● **Records for this task**
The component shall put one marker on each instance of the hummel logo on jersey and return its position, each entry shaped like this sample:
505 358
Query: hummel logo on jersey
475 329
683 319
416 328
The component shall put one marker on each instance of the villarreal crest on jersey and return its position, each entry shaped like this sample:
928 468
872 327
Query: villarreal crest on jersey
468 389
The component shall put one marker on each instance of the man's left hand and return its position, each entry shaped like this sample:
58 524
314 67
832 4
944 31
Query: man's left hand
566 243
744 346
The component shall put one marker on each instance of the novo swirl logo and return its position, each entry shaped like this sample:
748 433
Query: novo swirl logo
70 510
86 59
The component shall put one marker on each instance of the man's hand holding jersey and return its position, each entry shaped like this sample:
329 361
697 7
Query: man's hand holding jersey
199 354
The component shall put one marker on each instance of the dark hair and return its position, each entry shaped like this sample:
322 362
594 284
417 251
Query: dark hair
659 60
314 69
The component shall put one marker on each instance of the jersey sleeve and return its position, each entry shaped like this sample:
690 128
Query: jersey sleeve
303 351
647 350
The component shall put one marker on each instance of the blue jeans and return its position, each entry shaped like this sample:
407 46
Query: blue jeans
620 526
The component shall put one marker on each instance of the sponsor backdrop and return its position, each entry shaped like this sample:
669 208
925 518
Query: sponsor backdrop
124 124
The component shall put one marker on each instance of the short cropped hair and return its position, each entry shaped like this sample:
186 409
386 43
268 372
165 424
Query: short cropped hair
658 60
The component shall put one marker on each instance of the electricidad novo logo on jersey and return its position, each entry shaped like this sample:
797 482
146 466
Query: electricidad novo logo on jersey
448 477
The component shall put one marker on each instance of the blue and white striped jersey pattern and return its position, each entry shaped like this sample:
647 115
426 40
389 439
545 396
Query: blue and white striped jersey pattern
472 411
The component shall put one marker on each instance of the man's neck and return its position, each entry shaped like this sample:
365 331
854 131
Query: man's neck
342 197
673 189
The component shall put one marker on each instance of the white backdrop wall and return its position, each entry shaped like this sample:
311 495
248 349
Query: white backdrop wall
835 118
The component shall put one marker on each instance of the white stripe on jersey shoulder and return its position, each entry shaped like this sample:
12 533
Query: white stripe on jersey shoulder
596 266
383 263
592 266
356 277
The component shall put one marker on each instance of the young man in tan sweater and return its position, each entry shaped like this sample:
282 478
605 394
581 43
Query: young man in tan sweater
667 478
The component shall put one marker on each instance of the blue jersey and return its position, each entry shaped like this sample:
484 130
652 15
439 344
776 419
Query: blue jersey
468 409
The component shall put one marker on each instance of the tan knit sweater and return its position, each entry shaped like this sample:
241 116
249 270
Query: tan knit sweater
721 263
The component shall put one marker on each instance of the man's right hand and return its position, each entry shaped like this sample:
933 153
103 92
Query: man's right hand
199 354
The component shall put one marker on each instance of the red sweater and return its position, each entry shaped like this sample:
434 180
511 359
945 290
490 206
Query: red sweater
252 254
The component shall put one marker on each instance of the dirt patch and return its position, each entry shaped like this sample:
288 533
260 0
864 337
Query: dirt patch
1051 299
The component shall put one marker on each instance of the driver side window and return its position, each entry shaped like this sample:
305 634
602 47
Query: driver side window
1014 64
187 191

● **Instruction**
Output the whole listing above again, word for word.

● **Completed task**
The component shall put one marker on each instance of the hummel logo on jersey and return its position, each entry shaped like this sample:
505 358
Query: hummel logo on jersey
475 329
683 319
416 328
The component shall put one marker on each instance of the villarreal crest on jersey and return its position, each entry shaped like this sample:
928 468
872 327
Query: villarreal crest on jersey
468 389
The component shall put one marker on each instance of the man's left hand and return its position, each entry shaped like this sample:
58 524
314 67
832 4
944 31
Query: man's left hand
566 243
744 346
The component shall put one marker on each instance of the novo swirl logo and return its position, each entry shaped like this sample:
748 433
Query: novo swirl logo
70 510
86 59
The component shall put one marker on each instance of the man's hand holding jersey and return its position, each entry shaped like this sample:
329 361
697 7
Query: man's hand holding jersey
199 354
The component shall put one marker on each instance of the dark hair and return its position, each entry shaped like this sample:
322 362
594 284
417 251
Query: dark hair
659 60
314 69
The component shall put one marker on each instance of the jersey sleeve and return its position, each entry shaped like this sample:
690 128
Query: jersey sleeve
303 351
647 350
The component shall put one marker on each instance of the blue jeans and return its position, each entry shaped like this sample:
407 46
Query: blue jeans
620 526
The component shall put one marker on each instance of the sponsor backdrop and return its position, each entry shaped like this sample:
669 208
925 518
Query: sponsor backdrop
124 124
The component shall put one marker on each instance of the short cropped hair and return its position, each entry shaped like this sample:
186 409
386 43
268 372
165 424
Query: short cropped hair
658 60
The component shall put one marker on each instance of the electricidad novo logo on jersey and return its position, each entry shaped like this sample:
797 482
146 466
Query: electricidad novo logo on jersey
448 477
The component shall put one marker on each instance of the blue and white striped jersey pattern and return its position, each entry shaped like this sample:
647 115
426 40
389 439
545 396
Query: blue and white striped jersey pattern
472 411
The component shall put one marker on each instance of the man's neck and return its position, each entry shaped like this sample:
365 331
854 131
Query: man's neck
342 197
673 189
The component shall put one marker on each instance of the white backdrop wall and return its position, each entry shaped like this sample:
311 495
248 349
Query: white backdrop wall
835 118
The component shall put one marker on each instance of the white stripe on jersey shoulder and return its position, each entry shaped like this sample:
12 533
Query: white stripe on jersey shoulder
596 266
383 263
592 266
356 277
The component shall put one marker on each instance of the young man in tan sweater and return its position, each entry shaped like this sample:
282 478
605 394
581 43
Query: young man in tan sweater
667 478
The component shall put one marker on each instance of the blue jersey and return its position, each entry shaped like this sample:
484 130
652 15
439 344
776 419
Query: blue jersey
468 409
The component shall put one marker on each instance of the tan knit sweater and return its position, each entry shaped like this sample:
241 116
249 270
Query: tan knit sweater
721 263
The component shall put one marker on each instance of the man's right hand and return its position, each entry shaped like this sample:
933 153
103 92
Query: man's right hand
199 354
The component shall put one marker on each instance of the red sweater and return its position, each entry shaped like this sample:
434 180
511 359
945 290
490 206
Query: red sweater
252 254
The component shall put one marker on each instance of the dirt patch and return its position, each entry shaped like this sample:
288 533
260 0
864 337
Query: dirt patch
1051 299
The component shall put one marker on each instance of the driver side window and return its position, each entry shaped like this sample:
305 634
602 47
Query: driver side window
1014 64
187 191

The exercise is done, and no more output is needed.